EXERCISE DETAILS: Each entry should be written out once more, exactly as given below.

Data excerpts:
***

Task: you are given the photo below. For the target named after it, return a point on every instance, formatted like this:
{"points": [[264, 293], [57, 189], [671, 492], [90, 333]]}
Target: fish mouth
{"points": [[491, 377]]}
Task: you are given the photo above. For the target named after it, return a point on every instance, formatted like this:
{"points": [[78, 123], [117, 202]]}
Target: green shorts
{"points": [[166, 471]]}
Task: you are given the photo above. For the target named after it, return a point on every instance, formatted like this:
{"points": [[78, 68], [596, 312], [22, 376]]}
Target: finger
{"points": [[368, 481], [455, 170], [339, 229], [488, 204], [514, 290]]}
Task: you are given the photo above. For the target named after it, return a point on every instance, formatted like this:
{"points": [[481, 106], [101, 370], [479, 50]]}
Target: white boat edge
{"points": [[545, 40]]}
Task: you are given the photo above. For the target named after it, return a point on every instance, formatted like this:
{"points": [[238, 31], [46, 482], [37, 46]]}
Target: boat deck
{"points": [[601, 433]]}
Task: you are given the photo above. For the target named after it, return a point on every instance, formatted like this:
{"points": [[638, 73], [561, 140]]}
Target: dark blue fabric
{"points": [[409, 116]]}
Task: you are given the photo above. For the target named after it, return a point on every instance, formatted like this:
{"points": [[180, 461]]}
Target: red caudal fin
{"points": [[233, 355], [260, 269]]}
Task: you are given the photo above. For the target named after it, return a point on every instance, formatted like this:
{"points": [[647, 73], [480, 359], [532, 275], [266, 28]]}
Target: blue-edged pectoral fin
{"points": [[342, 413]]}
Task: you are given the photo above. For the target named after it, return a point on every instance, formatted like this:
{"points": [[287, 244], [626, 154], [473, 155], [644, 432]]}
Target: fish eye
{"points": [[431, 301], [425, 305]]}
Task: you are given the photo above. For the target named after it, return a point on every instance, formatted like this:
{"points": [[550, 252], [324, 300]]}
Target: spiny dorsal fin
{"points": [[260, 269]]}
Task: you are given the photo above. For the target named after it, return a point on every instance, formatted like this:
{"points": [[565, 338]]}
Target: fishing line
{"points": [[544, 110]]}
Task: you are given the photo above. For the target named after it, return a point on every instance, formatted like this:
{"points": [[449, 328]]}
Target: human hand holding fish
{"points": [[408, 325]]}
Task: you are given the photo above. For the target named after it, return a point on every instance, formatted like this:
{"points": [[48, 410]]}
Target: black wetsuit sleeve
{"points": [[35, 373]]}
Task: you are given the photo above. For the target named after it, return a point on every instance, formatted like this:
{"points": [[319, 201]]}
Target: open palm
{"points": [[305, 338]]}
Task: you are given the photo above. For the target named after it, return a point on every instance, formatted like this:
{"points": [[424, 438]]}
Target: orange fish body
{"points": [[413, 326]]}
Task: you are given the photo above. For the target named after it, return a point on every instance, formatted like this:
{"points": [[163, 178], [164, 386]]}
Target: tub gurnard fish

***

ANSWER SPACE:
Task: you are given the photo below. For the target named after it, return a point on every instance, formatted like this:
{"points": [[264, 293], [57, 189], [671, 492], [90, 333]]}
Target: fish mouth
{"points": [[491, 377]]}
Task: you are given the photo above. For the target named after it, return a point on every instance, formatted like this:
{"points": [[78, 123], [117, 202]]}
Target: green shorts
{"points": [[166, 471]]}
Task: you are given the photo above. For the target named after it, return a point on every instance, formatted like this:
{"points": [[78, 68], [596, 312], [22, 376]]}
Target: finger
{"points": [[368, 481], [455, 170], [339, 229], [488, 204], [514, 290]]}
Task: you are given the photo above. For the target named after it, return a point on every instance, formatted like this:
{"points": [[481, 106], [101, 370], [479, 50]]}
Target: white boat edge
{"points": [[545, 40]]}
Task: you are given the photo above. For the target named after it, return a point on every instance, formatted like this:
{"points": [[238, 31], [46, 482], [37, 46]]}
Target: boat deck
{"points": [[601, 433]]}
Task: you are given the photo above. For the target named after it, return a point on every instance, formatted like this:
{"points": [[638, 73], [561, 140]]}
Target: dark blue fabric
{"points": [[409, 116]]}
Task: you are given the photo above. For the target named after it, return a point on every instance, formatted like this:
{"points": [[180, 461]]}
Target: red caudal fin
{"points": [[233, 355], [260, 269]]}
Task: you are given the photo above. For the target named after it, return a point on every instance, formatted like this:
{"points": [[647, 73], [480, 359], [532, 275], [266, 28]]}
Target: blue-edged pectoral fin
{"points": [[342, 413]]}
Task: you are given the photo above. For the target named after it, return a point on every instance, formatted like this:
{"points": [[287, 244], [626, 154], [473, 155], [644, 432]]}
Target: fish eye
{"points": [[431, 301], [425, 305]]}
Task: you are given the photo above. For the target named after it, return a point on every instance, formatted like this:
{"points": [[550, 252], [324, 300]]}
Target: spiny dorsal fin
{"points": [[260, 269]]}
Task: you are given the photo above. For the target named after it, return a point on every instance, formatted like this:
{"points": [[565, 338]]}
Target: fishing line
{"points": [[544, 110]]}
Task: you are given the photo above. For the target named after it, return a point on every instance, formatted like this:
{"points": [[449, 328]]}
Target: human hand holding fish
{"points": [[408, 325]]}
Task: you are given the photo above. For the target named after it, return a point on every instance, formatted like this:
{"points": [[48, 410]]}
Target: black wetsuit sleeve
{"points": [[35, 373]]}
Task: you are given the photo above. For the target named after it, return a point on every instance, formatted like this:
{"points": [[319, 201]]}
Target: open palm
{"points": [[305, 338]]}
Task: you are given the photo above. For the target named after it, return a point on every instance, formatted like this:
{"points": [[424, 438]]}
Target: orange fish body
{"points": [[413, 326]]}
Task: you are given the photo above. For the target named after it, return a point on every instance, formatted like this:
{"points": [[163, 178], [164, 386]]}
Target: tub gurnard fish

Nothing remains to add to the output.